» **任务要求**
下列各行中，哪些含有字符串“query”（区分大小写）？请找出这些行，并逐行完整抄写。

====================

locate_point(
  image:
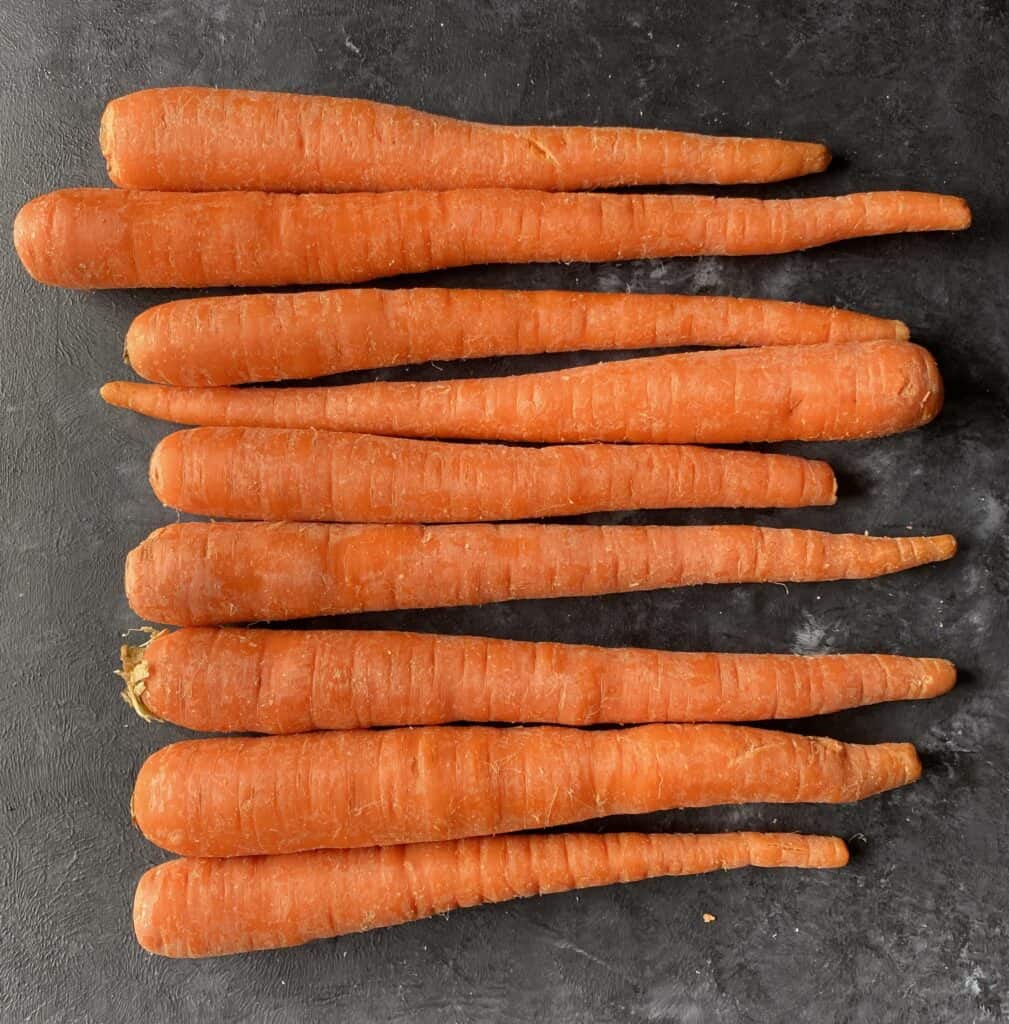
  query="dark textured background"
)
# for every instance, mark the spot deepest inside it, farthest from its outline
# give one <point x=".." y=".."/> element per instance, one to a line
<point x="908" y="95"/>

====================

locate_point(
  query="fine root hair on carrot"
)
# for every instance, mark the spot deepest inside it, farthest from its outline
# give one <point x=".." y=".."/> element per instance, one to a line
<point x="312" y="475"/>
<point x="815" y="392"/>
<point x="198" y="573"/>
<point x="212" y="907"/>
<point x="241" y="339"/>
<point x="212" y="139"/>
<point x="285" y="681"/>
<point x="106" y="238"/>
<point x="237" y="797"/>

====================

» **任务答案**
  query="dark textured background"
  query="fine root hair on carrot"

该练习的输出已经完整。